DATASET RECORDS
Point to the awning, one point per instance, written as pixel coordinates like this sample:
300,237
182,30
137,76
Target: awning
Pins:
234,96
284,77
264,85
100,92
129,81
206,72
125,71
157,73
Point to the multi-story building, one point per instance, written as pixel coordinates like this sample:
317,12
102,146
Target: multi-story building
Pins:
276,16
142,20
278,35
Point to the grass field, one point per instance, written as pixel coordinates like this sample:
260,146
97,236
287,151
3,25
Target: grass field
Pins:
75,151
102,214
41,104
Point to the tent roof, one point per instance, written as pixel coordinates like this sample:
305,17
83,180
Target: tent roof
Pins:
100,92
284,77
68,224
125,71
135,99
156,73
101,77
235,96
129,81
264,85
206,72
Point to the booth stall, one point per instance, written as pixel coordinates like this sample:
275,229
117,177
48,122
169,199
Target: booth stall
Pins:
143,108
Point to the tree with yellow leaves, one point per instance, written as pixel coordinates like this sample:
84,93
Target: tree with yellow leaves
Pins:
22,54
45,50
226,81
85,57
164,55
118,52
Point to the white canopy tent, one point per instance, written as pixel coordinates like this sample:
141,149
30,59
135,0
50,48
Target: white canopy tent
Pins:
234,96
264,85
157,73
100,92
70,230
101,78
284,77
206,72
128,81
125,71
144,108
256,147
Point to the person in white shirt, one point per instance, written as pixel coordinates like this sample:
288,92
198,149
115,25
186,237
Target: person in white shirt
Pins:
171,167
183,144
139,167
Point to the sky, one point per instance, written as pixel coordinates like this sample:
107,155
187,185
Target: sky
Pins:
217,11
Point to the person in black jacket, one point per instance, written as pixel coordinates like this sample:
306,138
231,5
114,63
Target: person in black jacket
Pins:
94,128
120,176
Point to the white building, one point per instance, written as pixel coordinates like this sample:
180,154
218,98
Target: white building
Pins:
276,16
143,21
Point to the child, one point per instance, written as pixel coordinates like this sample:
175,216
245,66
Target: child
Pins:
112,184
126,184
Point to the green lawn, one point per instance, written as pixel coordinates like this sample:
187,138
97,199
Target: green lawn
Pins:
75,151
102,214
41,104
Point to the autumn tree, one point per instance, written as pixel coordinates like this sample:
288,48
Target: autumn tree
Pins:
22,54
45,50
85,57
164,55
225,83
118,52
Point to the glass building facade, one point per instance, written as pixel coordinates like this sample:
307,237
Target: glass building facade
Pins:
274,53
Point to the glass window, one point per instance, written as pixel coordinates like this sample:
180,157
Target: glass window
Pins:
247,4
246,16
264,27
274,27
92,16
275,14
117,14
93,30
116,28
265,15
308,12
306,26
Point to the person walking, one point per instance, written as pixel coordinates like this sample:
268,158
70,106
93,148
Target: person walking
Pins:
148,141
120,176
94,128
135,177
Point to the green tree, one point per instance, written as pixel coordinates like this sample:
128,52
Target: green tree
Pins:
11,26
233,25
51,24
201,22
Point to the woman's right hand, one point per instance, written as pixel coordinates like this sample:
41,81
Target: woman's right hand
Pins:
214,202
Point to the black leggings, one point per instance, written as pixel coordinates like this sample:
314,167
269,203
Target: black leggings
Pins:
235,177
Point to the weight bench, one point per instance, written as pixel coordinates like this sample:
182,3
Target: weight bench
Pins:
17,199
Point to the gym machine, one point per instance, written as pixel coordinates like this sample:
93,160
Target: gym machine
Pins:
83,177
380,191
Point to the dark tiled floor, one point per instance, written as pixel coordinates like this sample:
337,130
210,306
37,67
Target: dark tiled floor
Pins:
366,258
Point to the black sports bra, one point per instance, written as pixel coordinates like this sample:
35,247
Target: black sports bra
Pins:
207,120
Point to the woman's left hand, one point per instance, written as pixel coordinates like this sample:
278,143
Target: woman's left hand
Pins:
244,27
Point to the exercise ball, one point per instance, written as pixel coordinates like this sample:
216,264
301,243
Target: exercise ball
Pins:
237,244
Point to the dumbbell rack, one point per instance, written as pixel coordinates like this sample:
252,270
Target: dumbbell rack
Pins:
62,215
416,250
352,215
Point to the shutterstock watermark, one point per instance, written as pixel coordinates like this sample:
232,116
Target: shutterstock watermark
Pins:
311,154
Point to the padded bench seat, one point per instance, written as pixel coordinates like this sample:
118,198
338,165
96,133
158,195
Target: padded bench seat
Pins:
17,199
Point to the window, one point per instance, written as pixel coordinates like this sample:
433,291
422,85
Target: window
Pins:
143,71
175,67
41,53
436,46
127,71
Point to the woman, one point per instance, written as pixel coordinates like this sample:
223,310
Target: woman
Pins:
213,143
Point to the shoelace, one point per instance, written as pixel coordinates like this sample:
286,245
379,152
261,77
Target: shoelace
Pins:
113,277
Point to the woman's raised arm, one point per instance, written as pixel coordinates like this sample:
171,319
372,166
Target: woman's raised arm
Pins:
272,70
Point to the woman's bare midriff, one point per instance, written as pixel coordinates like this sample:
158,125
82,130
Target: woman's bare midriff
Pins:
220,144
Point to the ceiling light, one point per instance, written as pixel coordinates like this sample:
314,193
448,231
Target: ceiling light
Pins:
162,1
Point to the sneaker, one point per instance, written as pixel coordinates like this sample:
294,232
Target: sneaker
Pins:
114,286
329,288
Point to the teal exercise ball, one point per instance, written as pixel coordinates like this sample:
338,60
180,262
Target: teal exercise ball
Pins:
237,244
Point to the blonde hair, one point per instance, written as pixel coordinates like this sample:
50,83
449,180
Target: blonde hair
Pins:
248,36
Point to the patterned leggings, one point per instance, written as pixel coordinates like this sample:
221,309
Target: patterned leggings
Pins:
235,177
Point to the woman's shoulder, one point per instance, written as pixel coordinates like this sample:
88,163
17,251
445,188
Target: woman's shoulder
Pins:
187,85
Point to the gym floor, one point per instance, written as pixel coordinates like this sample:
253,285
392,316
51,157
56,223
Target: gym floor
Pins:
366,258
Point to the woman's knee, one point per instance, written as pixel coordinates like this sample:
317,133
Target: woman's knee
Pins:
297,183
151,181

WHAT NEEDS TO BE DONE
Each entry is to be given again, exactly as it stands.

RESPONSE AREA
Point to the awning, one point per instance, written as pixel coordinates like this sample:
300,237
182,30
137,76
Target: awning
Pins:
234,96
284,77
264,85
100,92
129,81
206,72
125,71
157,73
Point to the multi-story building, one point per instance, written as pixel coordinates like this sample:
317,12
102,146
Target: multi-story building
Pins:
276,16
142,20
278,35
Point to the grass field, one point per instance, written as pixel coordinates like this sample:
260,146
97,236
287,151
3,25
Target: grass field
Pins:
75,151
102,214
41,104
Point to the tent roof, one point per instance, written as pixel coordinates like this sample:
305,17
83,180
Target: tent roof
Pins:
100,92
284,77
68,224
125,71
135,99
156,73
101,77
235,96
129,81
264,85
206,72
Point to the booth stall, one point per instance, written as pixel coordinates like this sample:
275,229
117,177
48,122
169,199
Target: booth stall
Pins:
143,108
Point to the tree with yellow leaves, one point per instance, written as pixel coordinates like this sample:
84,93
Target: tree with yellow leaves
Pins:
22,54
45,50
226,81
85,57
164,55
118,52
Point to the white canopy tent, one point per instance, written as pixel coordinates like this sample:
141,149
30,59
135,0
50,48
Target: white canopy tent
Pins:
234,96
264,85
157,73
100,92
70,230
101,78
284,77
206,72
128,81
125,71
144,108
256,147
Point to the person in white shirt, one point per instance, written as pixel coordinates like this sample:
288,92
198,149
115,25
186,237
Target: person in white shirt
Pins:
171,167
183,144
139,167
Point to the sky, one point per instance, written as pixel coordinates like this sample:
107,155
187,185
Target: sky
Pins:
217,11
Point to the person in black jacket, one point per instance, written as pixel coordinates like this sample:
306,138
231,5
114,63
Target: person in black jacket
Pins:
94,128
120,176
Point to the white building, one point per instance, written as pixel coordinates like this sample:
180,154
218,98
Target: white building
Pins:
276,16
143,21
Point to the child, one point per instance, written as pixel coordinates like this sample:
175,216
245,66
Target: child
Pins:
112,184
126,184
Point to the green lawn, one point per instance, written as pixel coordinates like this sample:
187,138
97,199
Target: green lawn
Pins:
75,151
102,214
41,104
Point to the autumn tree, one point per instance, written as pixel coordinates like this sample:
288,48
Target: autumn tree
Pins:
22,54
45,50
85,57
164,55
225,83
118,52
Point to the glass building facade, one point per instance, written as pixel coordinates like this sample:
307,237
Target: glass building facade
Pins:
274,53
Point to the glass window, one point per instance, written as pixel coordinates like this sample:
180,157
Target: glass window
Pins:
247,4
246,16
264,27
274,27
92,16
275,14
117,14
93,30
116,28
265,15
308,12
306,26
Point to the person walking, one point per instance, written as pixel coordinates like this sample:
268,158
70,106
93,148
Target: person walking
Pins:
148,141
120,176
94,128
135,177
Point to the green tree, one point per instance, written as pixel coordinates like this sample:
128,52
Target: green tree
Pins:
11,26
233,25
51,24
201,22
Point to the woman's right hand, one point per instance, written as pixel coordinates like this sample:
41,81
Target: woman's right hand
Pins:
214,202
Point to the black leggings, one point per instance, written as pixel coordinates like this sample:
314,167
269,203
Target: black leggings
Pins:
235,177
Point to the weight bench, one point per instance, written as pixel coordinates like this sample:
182,3
Target: weight bench
Pins:
17,199
Point to the gym machine, one point per instance, written as pixel coordinates like this sample:
93,160
Target: gym machine
Pins:
83,177
380,191
Point to the dark tiled floor, one point per instance, written as pixel coordinates like this sample:
337,130
210,306
37,67
Target: dark tiled floor
Pins:
366,258
Point to the black sports bra, one point per instance, written as pixel coordinates like this sample:
35,247
Target: black sports bra
Pins:
207,120
Point to the woman's left hand, one point per instance, written as pixel coordinates like this sample:
278,143
Target: woman's left hand
Pins:
244,27
Point to the exercise ball, one point per instance, written as pixel coordinates like this sample:
216,264
301,243
Target: exercise ball
Pins:
237,244
Point to the dumbbell rack, one point per instance, written as pixel coordinates like this sample:
252,270
Target: dumbbell rack
Pins:
62,215
416,250
352,215
Point to the shutterstock watermark, one point per instance, written as pixel coordinates like this sample:
232,116
Target: shutterstock watermark
Pins:
311,154
Point to the padded bench seat, one point per instance, written as pixel coordinates like this sample:
118,198
338,165
96,133
158,195
Target: padded bench seat
Pins:
17,199
Point to the window, one point per instance, written as pixel coordinates like this sample:
433,291
422,85
Target: window
Pins:
143,71
175,67
41,53
436,46
127,71
Point to the woman, one point per instance, written as pixel coordinates like this sample:
223,310
Target: woman
Pins:
213,143
Point to the shoelace, one point per instance, written as pixel coordinates like this sample:
286,245
379,152
261,77
Target: shoelace
Pins:
113,277
Point to the woman's raised arm, one point per instance, written as pixel coordinates like this sample:
171,319
372,166
Target: woman's raised arm
Pins:
272,70
Point to the woman's bare midriff, one point per instance, written as pixel coordinates like this sample:
158,125
82,130
Target: woman's bare midriff
Pins:
220,144
Point to the ceiling light, one point per instance, written as pixel coordinates like this sample:
314,193
448,231
Target: ceiling light
Pins:
162,1
Point to the sneaker, one point per instance, written as pixel coordinates like this sample:
294,232
Target: sneaker
Pins:
114,286
329,288
Point to the teal exercise ball, one point per instance, written as pixel coordinates like this sample:
338,60
180,262
Target: teal exercise ball
Pins:
237,244
Point to the blonde hair, one point per instance, written as pixel coordinates like this sample:
50,83
449,180
Target: blonde hair
Pins:
248,36
Point to the patterned leggings, one point per instance, written as pixel coordinates like this sample:
221,309
Target: patterned leggings
Pins:
235,177
Point to the woman's shoulder, one point per instance, written as pixel coordinates like this sample:
88,163
17,251
445,188
Target: woman's shoulder
Pins:
187,85
Point to the gym floor, one point per instance, written as pixel coordinates like this sample:
253,285
392,316
51,157
56,223
Target: gym floor
Pins:
366,258
Point to the woman's knee, one point per instance, written as pixel coordinates like this sample:
317,133
Target: woman's knee
Pins:
297,183
151,181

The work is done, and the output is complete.